- **Goal**
Pull out each line of the entries below that contains the word "glass".

- **Input for this task**
....................

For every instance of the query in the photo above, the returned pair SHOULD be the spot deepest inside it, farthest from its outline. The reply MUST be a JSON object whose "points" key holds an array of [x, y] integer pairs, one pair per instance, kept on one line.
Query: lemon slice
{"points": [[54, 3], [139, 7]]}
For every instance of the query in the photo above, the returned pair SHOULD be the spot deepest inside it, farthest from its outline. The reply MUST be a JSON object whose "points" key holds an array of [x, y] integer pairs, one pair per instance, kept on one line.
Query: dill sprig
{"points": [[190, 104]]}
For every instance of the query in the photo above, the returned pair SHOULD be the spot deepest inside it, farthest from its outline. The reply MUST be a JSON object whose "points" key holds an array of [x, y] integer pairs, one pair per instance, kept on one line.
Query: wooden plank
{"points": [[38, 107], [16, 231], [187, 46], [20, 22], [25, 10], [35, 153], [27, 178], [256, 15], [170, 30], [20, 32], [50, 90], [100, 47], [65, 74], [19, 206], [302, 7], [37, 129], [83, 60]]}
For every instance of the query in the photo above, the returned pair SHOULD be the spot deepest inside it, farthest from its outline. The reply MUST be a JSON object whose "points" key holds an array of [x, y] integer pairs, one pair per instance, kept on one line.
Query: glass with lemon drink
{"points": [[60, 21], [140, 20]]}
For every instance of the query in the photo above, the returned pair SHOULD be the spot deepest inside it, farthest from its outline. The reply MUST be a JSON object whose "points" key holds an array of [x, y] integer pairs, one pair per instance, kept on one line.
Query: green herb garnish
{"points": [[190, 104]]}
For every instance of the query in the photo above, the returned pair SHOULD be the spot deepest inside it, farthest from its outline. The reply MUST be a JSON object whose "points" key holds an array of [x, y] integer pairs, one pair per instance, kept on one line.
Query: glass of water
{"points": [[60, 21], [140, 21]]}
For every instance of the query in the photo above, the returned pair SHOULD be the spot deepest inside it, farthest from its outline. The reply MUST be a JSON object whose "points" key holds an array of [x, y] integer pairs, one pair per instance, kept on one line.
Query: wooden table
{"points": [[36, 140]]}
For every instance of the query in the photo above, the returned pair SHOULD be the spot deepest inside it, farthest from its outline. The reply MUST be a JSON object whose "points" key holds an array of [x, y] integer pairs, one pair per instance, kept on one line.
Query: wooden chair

....................

- **Finished exercise**
Query: glass with lemon drink
Query: glass of water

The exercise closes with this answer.